Dataset entries Block Start

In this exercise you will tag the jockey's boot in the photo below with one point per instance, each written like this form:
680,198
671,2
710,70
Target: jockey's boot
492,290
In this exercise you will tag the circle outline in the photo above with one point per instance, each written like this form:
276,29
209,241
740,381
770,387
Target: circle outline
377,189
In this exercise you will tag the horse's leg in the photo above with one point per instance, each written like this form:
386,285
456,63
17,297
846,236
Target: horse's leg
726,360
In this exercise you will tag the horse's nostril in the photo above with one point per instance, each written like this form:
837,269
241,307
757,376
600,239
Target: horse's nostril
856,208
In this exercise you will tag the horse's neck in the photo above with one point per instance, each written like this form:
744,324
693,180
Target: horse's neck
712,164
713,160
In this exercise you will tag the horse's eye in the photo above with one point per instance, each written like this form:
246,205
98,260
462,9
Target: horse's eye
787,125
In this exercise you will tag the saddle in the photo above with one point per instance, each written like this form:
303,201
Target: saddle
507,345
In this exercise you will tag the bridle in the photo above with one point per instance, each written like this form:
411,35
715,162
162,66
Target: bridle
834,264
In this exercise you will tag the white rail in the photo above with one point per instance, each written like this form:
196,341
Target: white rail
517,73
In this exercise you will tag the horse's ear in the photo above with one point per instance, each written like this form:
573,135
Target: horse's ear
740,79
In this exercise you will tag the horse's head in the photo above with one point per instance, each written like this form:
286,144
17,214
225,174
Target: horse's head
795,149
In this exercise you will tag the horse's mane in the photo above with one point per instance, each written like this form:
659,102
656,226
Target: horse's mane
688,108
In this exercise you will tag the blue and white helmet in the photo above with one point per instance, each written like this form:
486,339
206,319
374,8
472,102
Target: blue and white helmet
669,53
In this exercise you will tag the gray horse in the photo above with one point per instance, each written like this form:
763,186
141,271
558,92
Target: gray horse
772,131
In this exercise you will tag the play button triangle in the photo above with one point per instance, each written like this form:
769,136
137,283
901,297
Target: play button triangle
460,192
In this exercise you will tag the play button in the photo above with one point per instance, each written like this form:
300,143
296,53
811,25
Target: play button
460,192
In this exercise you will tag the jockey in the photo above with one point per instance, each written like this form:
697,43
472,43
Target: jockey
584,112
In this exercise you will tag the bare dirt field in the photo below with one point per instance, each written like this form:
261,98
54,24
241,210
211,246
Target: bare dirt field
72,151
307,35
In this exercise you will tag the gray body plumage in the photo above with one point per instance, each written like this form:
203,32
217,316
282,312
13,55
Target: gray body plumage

Dataset entries Block End

About this task: Above are the records; retype every one exactly.

Response below:
In this exercise you will tag the jockey's boot in the photo below with one point per instance, each written like this form:
680,198
671,2
710,70
Target: jockey's boot
492,290
In this exercise you will tag the circle outline in the photo above with one point per instance, each written like this form:
276,29
209,241
740,381
770,387
Target: circle outline
377,189
In this exercise you will tag the horse's leg in the photo above with one point per instance, each written like this form:
386,285
456,63
17,297
846,236
Target: horse's leg
726,360
In this exercise you will tag the horse's nostril in the photo above with one point per instance, each written like this form:
837,269
241,307
757,376
600,239
Target: horse's nostril
856,208
In this exercise you will tag the horse's neck in the photo above with one point per instance, each written like this form:
744,324
693,180
Target: horse's neck
712,164
713,160
In this exercise you will tag the horse's eye in the photo above with one point per instance, each written like this form:
246,205
98,260
462,9
Target: horse's eye
787,125
In this exercise you will tag the saddle in the photo above with one point per instance, each written like this form:
303,201
Target: saddle
507,345
In this exercise you will tag the bridle in the photo above with one point per instance, each written like this form:
411,35
715,162
162,66
Target: bridle
834,264
In this exercise you will tag the white rail in the photo above with one point per instance, each written like this form:
196,341
Target: white rail
517,73
In this exercise you will tag the horse's ear in the photo above with one point per instance, each written like this form:
573,135
Target: horse's ear
740,79
In this exercise you will tag the horse's head in the photo above with one point per instance, each written like this form:
286,144
17,214
225,174
Target: horse's head
795,149
In this exercise you will tag the horse's mane in the photo above with one point per instance, each written like this form:
659,102
656,226
Target: horse's mane
688,108
In this exercise you will tag the blue and white helmet in the photo above with one point per instance, each written like this form:
486,339
206,319
374,8
472,102
Target: blue and white helmet
669,53
In this exercise you will tag the gray horse in the photo above with one point per instance, each written like this form:
763,186
141,271
558,92
Target: gray horse
772,131
In this exercise you will tag the play button triangle in the photo above with one point per instance, each written like this form:
769,136
137,283
901,297
Target: play button triangle
460,192
In this exercise you will tag the play button in the photo above with one point per instance, each written like this form:
300,143
296,53
811,25
Target: play button
460,192
In this exercise you will tag the jockey in the photo above with one point per instance, each written like this form:
697,43
472,43
Target: jockey
584,112
In this exercise you will tag the bare dirt field in the photo below with one point per instance, each written like this form:
261,98
54,24
241,210
211,246
Target: bare dirt field
72,151
307,35
In this exercise you will tag the gray body plumage in the photo above with one point per instance, each written like this form:
203,32
217,316
282,312
13,55
Target: gray body plumage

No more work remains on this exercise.